=== Exercise objective ===
Could you convert the items into a two-column CSV with the headers "instruction" and "output", one row per item? Put each item's text and its answer in a single quoted field, with line breaks replaced by spaces.

=== Raw records ===
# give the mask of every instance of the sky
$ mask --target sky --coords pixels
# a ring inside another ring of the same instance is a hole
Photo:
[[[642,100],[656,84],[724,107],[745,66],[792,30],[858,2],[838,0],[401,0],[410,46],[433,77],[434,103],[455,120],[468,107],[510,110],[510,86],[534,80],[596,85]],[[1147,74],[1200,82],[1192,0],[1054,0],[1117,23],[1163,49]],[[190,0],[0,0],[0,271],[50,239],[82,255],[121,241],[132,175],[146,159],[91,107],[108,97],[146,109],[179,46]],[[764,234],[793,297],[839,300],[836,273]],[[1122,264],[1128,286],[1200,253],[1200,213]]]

=== In response ===
instruction,output
"# give the mask of every instance of the sky $ mask --target sky --coords pixels # a ring inside another ring of the same instance is a hole Photo:","[[[642,100],[656,84],[724,107],[745,66],[792,30],[858,2],[838,0],[401,0],[410,46],[433,77],[434,103],[455,120],[468,107],[510,110],[510,86],[534,80],[596,85]],[[1147,74],[1200,82],[1192,0],[1054,0],[1117,23],[1163,49]],[[190,0],[0,0],[0,271],[50,239],[82,255],[121,241],[132,175],[146,159],[91,107],[108,97],[146,109],[179,46]],[[764,234],[793,297],[839,300],[836,273]],[[1122,264],[1128,286],[1200,253],[1200,213]]]"